### REQUIREMENTS:
Convert the rows below into a JSON list of strings, with one string for each line and blank lines omitted.

### SOURCE DATA:
----------
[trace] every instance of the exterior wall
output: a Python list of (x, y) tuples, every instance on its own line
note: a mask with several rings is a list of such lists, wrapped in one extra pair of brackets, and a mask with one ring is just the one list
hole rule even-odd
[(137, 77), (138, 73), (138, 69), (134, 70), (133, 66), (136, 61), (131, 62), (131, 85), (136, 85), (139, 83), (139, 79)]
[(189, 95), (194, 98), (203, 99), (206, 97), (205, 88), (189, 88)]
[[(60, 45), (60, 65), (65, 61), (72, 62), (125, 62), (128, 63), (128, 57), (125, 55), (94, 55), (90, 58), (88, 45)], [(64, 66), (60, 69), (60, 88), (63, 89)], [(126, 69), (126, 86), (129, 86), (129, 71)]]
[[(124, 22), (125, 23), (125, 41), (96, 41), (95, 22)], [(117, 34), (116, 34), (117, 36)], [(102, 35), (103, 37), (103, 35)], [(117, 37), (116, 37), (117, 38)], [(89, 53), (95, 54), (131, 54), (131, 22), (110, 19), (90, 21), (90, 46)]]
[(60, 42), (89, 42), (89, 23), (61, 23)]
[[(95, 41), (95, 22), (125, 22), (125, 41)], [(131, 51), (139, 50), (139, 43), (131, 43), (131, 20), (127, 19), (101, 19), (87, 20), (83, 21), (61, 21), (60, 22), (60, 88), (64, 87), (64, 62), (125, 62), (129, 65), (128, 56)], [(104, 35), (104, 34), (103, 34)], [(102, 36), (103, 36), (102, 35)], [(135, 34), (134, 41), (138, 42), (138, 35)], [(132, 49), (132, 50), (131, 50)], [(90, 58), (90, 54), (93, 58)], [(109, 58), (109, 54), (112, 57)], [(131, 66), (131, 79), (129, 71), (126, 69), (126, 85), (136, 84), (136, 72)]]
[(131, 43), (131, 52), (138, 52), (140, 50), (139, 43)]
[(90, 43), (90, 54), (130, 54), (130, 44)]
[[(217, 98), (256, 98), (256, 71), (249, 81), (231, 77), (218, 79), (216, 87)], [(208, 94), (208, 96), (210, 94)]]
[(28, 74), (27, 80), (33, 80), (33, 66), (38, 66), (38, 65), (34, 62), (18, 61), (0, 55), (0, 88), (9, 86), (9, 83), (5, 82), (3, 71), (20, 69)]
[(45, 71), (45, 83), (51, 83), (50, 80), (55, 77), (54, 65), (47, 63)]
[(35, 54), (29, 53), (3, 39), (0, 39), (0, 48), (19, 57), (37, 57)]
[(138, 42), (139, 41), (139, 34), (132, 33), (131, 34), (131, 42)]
----------
### RESPONSE TO THE EXERCISE:
[
  "[trace] every instance of the exterior wall",
  "output: a Python list of (x, y) tuples, every instance on its own line",
  "note: a mask with several rings is a list of such lists, wrapped in one extra pair of brackets, and a mask with one ring is just the one list",
  "hole rule even-odd",
  "[(137, 77), (138, 73), (138, 69), (134, 70), (133, 66), (136, 61), (131, 62), (131, 85), (136, 85), (139, 83), (139, 79)]",
  "[(189, 95), (194, 98), (203, 99), (206, 97), (205, 88), (189, 88)]",
  "[[(60, 45), (60, 65), (65, 61), (72, 62), (125, 62), (128, 63), (128, 57), (125, 55), (94, 55), (90, 58), (88, 45)], [(64, 66), (60, 69), (60, 88), (63, 89)], [(126, 69), (126, 86), (129, 86), (129, 71)]]",
  "[[(124, 22), (125, 23), (125, 41), (96, 41), (95, 22)], [(117, 34), (116, 34), (117, 36)], [(102, 35), (103, 37), (103, 35)], [(117, 37), (116, 37), (117, 38)], [(89, 53), (95, 54), (131, 54), (131, 22), (110, 19), (90, 21), (90, 46)]]",
  "[(60, 42), (89, 42), (89, 23), (61, 23)]",
  "[[(95, 41), (95, 22), (125, 22), (125, 41)], [(131, 51), (139, 50), (139, 43), (131, 43), (131, 20), (127, 19), (101, 19), (87, 20), (83, 21), (61, 21), (60, 22), (60, 88), (64, 87), (64, 62), (125, 62), (129, 65), (128, 56)], [(104, 35), (104, 34), (103, 34)], [(102, 36), (103, 36), (102, 35)], [(135, 34), (134, 41), (138, 42), (138, 35)], [(132, 49), (132, 50), (131, 50)], [(90, 58), (90, 54), (93, 58)], [(109, 58), (109, 54), (112, 57)], [(131, 66), (131, 79), (129, 71), (126, 69), (126, 85), (136, 84), (136, 72)]]",
  "[(131, 43), (131, 52), (138, 52), (140, 50), (139, 43)]",
  "[(90, 43), (90, 54), (130, 54), (130, 44)]",
  "[[(217, 98), (256, 98), (256, 71), (249, 81), (231, 77), (218, 79), (216, 87)], [(208, 94), (208, 96), (210, 94)]]",
  "[(28, 74), (27, 80), (33, 80), (33, 66), (38, 66), (38, 65), (34, 62), (18, 61), (0, 55), (0, 88), (9, 86), (9, 83), (5, 82), (3, 71), (20, 69)]",
  "[(45, 71), (45, 83), (51, 83), (50, 80), (55, 77), (54, 65), (47, 63)]",
  "[(35, 54), (29, 53), (3, 39), (0, 39), (0, 48), (19, 57), (37, 57)]",
  "[(138, 42), (139, 41), (139, 34), (132, 33), (131, 34), (131, 42)]"
]